### Questions to answer
- a) Answer these questions using the canopy report:
(i) How many buildings will the Buildings Department inspect?
(ii) At which building was Lau Yau-wing's leg crushed?
(iii) According to Ho, what would water leakage damage?
- b) Carry on the canopy report, picking up after its final sentence.

** Passage to read follows **

Six-week blitz on canopies after collapse
The Buildings Department will carry out a six-week special inspection on 4,000 buildings with canopies similar to the one that collapsed in Tuen Mun, seriously injuring a man on Thursday night.
Department officials said the inspection on cantilevered slab canopies would start from today.
Such canopies are supported at one end only and particular attention needed to be paid to maintenance and repair, said Vincent Ho Kui-yip, chairman of the Institute of Surveyors' building surveying division.
'There is no support to the canopy other than the steel bars and the concrete connecting the wall and the canopy,' he said.
'When a failure occurs at the connection point, the whole structure will fall down, usually without any warning sign.'
Lau Yau-wing, 51, was in critical condition in Tuen Mun Hospital last night. His leg was crushed under the collapsed slab at the Winfield Industrial Building in Kin Kwan Street.
Emergency work to stabilise the rest of the canopy was carried out by the Buildings Department yesterday and will continue for about a week. The department will take about a month to complete an investigative report.
Ho said water leakage would cause damage to the steel bars and concrete of the canopy.

** End of Passage to read **
** Entries provided follows **

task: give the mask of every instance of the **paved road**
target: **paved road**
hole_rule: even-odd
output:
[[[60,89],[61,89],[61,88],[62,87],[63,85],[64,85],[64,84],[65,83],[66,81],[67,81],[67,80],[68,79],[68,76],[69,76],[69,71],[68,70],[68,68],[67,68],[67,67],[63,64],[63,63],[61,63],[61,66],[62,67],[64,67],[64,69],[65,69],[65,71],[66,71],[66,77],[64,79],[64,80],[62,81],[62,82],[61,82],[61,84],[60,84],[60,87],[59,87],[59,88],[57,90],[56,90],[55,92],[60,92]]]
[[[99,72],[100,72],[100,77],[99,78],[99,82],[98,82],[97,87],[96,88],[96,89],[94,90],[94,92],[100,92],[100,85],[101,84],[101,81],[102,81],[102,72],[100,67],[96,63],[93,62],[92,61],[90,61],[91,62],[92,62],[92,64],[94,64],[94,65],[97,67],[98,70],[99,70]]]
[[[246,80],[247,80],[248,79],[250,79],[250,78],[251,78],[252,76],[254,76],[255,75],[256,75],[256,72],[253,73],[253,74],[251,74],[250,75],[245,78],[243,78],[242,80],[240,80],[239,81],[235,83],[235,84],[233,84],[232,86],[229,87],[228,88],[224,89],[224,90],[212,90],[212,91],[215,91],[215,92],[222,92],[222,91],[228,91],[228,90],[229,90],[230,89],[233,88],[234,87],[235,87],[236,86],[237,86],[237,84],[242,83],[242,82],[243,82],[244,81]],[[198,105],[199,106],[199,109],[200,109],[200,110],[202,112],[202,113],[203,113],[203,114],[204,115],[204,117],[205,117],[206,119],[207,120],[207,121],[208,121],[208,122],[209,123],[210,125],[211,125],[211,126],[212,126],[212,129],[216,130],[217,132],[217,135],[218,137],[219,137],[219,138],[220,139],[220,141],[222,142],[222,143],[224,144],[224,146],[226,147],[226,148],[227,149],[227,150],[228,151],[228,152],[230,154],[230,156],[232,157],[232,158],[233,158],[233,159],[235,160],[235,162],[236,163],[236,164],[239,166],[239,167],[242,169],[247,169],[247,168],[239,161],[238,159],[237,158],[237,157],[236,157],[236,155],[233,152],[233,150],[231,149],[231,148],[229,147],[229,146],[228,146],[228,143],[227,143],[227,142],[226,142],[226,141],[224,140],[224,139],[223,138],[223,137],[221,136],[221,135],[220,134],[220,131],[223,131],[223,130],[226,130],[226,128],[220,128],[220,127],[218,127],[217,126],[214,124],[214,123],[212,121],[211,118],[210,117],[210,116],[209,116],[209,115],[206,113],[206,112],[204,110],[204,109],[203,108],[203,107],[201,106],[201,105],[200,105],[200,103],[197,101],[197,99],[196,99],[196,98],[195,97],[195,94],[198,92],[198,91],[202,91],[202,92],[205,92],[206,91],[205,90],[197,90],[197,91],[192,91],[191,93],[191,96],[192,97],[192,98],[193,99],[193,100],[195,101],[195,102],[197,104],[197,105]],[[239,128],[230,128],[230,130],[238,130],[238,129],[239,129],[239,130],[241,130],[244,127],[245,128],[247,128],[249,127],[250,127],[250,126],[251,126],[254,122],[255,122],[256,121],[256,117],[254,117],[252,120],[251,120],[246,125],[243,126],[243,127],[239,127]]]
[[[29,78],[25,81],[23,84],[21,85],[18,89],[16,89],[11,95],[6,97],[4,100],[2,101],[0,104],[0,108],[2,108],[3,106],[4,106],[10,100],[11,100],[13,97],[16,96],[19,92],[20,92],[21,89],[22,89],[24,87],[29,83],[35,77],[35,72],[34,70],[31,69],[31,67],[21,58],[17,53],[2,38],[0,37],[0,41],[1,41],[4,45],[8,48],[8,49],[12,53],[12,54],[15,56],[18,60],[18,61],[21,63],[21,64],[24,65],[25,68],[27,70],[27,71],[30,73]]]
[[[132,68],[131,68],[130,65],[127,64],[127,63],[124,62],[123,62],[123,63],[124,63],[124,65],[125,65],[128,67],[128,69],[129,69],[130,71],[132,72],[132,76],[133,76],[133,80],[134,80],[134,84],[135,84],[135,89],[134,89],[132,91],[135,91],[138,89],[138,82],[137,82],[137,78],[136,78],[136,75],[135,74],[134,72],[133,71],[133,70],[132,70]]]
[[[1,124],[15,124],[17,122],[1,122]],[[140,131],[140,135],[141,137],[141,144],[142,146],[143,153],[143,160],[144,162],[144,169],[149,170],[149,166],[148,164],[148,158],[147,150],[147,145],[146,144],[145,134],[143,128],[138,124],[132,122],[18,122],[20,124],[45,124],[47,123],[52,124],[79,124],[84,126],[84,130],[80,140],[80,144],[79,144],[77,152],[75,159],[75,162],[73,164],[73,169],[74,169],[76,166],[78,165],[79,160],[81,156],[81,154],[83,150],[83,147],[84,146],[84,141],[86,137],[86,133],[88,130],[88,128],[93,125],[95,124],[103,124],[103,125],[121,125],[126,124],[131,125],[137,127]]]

** End of Entries provided **

### Responses by task
- a)
(i) 4,000 buildings
(ii) The Winfield Industrial Building in Kin Kwan Street
(iii) The steel bars and concrete of the canopy

- b)
'When there is a crack that one can see in a canopy, it already means water can get into it causing damage to the canopy structure. Any water seepage is a big sign that safety is at risk and that a quick repair should be carried out immediately,' he said.
A garage owner on the ground floor of the building said he complained about the leakage and poor conditions of the concrete canopy to the owners' corporation and the government many times. His shop was seriously damaged and had to close.
'There has been serious water leakage in the canopy and even the shops inside since six or seven years ago, and the problem turned worse recently,' said Wong Chi-kin, owner of K & F Car Services Company, which has been operating there for the past 10 years.
'There were even little chunks of concrete falling down from time to time over the past three or four years, but nothing much has been done.'
Wong added that the whole building had been in bad shape for the past few years, with only superficial repairs being made. The owner of a hardware store confirmed the problem was long standing.
'I reported the problem to the Buildings Department 10 years ago. They came and then left with no follow-up action taken. I complained to the department again last year, and again nothing was done,' the owner, Chu Leung-ming, said.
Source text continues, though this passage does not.